What you need to do:
A. In the ReNomRL tutorial, transcribe the part that opens with the words containing "result = algorithm.fit()" and closes with "of how to use ReNomRL.".
B. Answer these questions from the ReNomRL tutorial:
(i) Which algorithm does the tutorial use as its example?
(ii) According to the list of methods to override, what does reset() do?
(iii) What does the tutorial say happens at the end of each epoch?

How to Use

Here we describe a quick tutorial on how to use ReNomRL. We will use DQN as an example.

ReNom RL has multiple built-in algorithms, such as DQN, A3C etc. When implementing reinforcement learning with ReNom RL, the following 3 actions are required:

1- Environment Preparation

In order to use quickly apply the environment, fitting the environment structure according to BaseEnv module is required. In this section, we will introduce 2 ways of preparing the environment: using pre-prepared environment and implementing environment from scratch.

1.1 Using Pre-prepared Environment

We prepared environment models that uses Open AI. For example, if the user wants to use CartPole model for its test, we could call the environment as shown below.

from renom_rl.environ.openai import Breakout
env = CartPole00()

1.2 Implementing Environment from Scratch

When creating an original environment, the object must be BaseEnv inherited object, with attributes and methods overridden as follows:

  • action_shape: the shape of action
  • state_shape: the shape of state
  • reset(): Resets the environment and returns the initial state
  • step(): Outputs state, reward, terminal when taking a step
  • sample(): Returns random action (for DQN,DDQN)

For example, when creating an original environment called CustomEnv(), the implementation can be done as shown below:

class CustomEnv(BaseEnv):

    def __init__(self, env):
        self.action_shape = (2,)
        self.state_shape = (4,)

        self.env = env
        self.step_continue = 0
        self.reward = 0



    def reset(self):
        return self.env.reset()


    def sample(self):
        rand = self.env.action_space.sample()
        return rand

    def step(self, action):
        state, _, terminal, _ = self.env.step(int(action))

        self.step_continue += 1
        reward = 0

        if terminal:
            if self.step_continue >= 200:
                reward = 1
            else:
                reward = -1

        self.reward=reward

        return state, reward, terminal

new_env = CustomEnv()

2- Network Preparation

In this section, we use ReNom DL to build a network. The network structure can vary depending on the problem. For DQN, define the network as shown below:

import renom as rm
q_network = rm.Sequential([rm.Dense(30, ignore_bias=True),
                           rm.Relu(),
                           rm.Dense(30, ignore_bias=True),
                           rm.Relu(),
                           rm.Dense(2, ignore_bias=True)])

3- Implementation of Reinforcement Learning

After preparing the environment and the network, we now implement DQN.

from renom_rl.discrete.dqn import DQN

algorithm = DQN(custom_env, q_network)

After creating an instance, we can run the algorithm as shown below:

result = algorithm.fit()

Note that at the end of each epoch, it will start testing.

We can also test the model that was trained using the same environment:

result = algorithm.test()

By implementing as shown above, we can run have the network learn using DQN algorithm. For more information, Refer to the API page on environment, and other algorithms.

In How to Use - Detail - , further prior knowledge are documented so users can have a better idea of how to use ReNomRL.

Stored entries
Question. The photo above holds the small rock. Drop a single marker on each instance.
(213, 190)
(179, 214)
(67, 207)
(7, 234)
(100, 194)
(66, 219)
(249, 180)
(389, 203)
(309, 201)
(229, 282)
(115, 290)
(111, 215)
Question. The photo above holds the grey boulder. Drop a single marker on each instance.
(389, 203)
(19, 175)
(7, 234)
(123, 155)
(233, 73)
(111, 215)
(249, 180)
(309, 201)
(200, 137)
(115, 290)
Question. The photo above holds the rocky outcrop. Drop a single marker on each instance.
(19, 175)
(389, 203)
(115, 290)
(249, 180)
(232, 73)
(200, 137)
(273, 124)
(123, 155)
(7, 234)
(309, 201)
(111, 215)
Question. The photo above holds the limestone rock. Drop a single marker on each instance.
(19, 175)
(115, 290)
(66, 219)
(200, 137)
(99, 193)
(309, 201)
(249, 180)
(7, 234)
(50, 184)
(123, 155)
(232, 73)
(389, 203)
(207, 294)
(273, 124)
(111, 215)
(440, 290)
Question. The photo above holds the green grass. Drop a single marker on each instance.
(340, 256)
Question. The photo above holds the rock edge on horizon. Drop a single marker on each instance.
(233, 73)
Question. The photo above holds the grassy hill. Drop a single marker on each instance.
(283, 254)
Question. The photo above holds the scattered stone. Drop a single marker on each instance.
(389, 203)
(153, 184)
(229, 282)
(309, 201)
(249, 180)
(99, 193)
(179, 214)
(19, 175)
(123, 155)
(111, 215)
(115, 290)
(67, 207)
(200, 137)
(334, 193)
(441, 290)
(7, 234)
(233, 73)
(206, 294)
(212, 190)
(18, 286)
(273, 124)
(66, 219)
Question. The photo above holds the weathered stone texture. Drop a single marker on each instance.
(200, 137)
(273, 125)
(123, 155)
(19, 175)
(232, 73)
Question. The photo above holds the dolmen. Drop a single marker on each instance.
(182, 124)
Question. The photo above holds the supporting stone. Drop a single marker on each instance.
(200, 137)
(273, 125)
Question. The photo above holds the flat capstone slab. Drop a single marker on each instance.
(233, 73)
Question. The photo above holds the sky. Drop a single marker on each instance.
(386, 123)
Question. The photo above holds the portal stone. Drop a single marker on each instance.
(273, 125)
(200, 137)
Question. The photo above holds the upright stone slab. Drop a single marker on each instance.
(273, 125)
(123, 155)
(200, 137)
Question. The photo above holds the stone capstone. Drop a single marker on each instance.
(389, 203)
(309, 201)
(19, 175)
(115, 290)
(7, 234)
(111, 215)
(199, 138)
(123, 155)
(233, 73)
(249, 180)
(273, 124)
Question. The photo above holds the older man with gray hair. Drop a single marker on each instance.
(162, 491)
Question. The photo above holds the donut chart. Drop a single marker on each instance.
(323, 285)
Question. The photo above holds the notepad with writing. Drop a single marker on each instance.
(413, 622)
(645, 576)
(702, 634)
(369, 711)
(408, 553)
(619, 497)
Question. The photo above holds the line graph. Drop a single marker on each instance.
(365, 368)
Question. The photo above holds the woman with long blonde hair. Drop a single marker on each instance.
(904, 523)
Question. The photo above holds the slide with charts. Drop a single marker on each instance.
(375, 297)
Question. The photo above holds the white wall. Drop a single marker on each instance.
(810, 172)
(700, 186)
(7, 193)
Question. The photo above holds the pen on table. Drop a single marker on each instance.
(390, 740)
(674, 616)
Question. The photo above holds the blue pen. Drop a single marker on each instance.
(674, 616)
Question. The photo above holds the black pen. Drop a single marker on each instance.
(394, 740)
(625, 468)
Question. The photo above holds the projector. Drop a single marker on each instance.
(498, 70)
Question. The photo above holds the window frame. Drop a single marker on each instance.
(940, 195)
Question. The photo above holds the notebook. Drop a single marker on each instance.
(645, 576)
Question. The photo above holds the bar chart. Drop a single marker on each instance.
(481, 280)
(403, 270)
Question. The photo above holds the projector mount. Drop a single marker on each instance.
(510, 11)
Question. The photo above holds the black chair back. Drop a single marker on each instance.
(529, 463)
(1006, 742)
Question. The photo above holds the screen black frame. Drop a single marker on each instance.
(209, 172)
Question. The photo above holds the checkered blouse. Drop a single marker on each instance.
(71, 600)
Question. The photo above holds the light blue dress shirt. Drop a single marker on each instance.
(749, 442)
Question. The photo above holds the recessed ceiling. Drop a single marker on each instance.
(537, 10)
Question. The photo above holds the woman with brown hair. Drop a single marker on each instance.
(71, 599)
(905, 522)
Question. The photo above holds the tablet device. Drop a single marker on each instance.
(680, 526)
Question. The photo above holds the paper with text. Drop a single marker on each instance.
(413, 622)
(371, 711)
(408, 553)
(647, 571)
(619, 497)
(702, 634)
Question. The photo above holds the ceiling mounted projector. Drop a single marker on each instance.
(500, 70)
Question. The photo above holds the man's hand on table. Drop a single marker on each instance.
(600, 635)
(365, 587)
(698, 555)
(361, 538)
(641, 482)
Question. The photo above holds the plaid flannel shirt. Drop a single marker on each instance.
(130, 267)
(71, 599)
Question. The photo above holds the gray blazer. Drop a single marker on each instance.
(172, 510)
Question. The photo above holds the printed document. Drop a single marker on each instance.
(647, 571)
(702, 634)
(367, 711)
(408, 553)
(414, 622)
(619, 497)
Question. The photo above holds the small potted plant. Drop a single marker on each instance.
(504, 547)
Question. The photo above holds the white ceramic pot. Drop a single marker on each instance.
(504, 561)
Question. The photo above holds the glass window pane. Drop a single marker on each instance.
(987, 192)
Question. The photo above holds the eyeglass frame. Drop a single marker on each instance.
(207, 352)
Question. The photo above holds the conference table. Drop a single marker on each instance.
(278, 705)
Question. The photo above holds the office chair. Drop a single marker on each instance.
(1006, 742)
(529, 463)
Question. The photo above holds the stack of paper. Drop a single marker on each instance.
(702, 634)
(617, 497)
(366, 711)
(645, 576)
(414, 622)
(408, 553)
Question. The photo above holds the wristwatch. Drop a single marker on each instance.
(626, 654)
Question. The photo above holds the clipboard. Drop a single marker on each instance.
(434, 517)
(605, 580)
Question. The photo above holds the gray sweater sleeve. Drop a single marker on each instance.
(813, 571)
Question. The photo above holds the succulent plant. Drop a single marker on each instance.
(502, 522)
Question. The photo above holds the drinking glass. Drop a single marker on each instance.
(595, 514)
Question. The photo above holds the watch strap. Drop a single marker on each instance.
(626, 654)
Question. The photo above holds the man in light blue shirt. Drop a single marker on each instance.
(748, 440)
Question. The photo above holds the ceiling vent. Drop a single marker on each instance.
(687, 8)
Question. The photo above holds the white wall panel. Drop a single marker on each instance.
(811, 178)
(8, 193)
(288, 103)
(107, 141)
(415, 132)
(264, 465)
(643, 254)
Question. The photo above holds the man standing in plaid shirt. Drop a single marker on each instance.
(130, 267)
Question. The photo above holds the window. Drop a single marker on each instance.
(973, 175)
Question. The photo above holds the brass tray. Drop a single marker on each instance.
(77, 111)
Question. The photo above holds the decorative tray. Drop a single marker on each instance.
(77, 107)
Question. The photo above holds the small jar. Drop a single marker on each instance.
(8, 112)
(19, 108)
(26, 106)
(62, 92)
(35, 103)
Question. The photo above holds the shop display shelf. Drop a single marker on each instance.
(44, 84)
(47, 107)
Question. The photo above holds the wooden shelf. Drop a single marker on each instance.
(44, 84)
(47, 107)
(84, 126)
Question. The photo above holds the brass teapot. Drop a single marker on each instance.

Exercise solutions:
A.
result = algorithm.fit()

Note that at the end of each epoch, it will start testing.

We can also test the model that was trained using the same environment:

result = algorithm.test()

By implementing as shown above, we can run have the network learn using DQN algorithm. For more information, Refer to the API page on environment, and other algorithms.

In How to Use - Detail - , further prior knowledge are documented so users can have a better idea of how to use ReNomRL.

B.
(i) DQN
(ii) It resets the environment and returns the initial state.
(iii) Testing starts.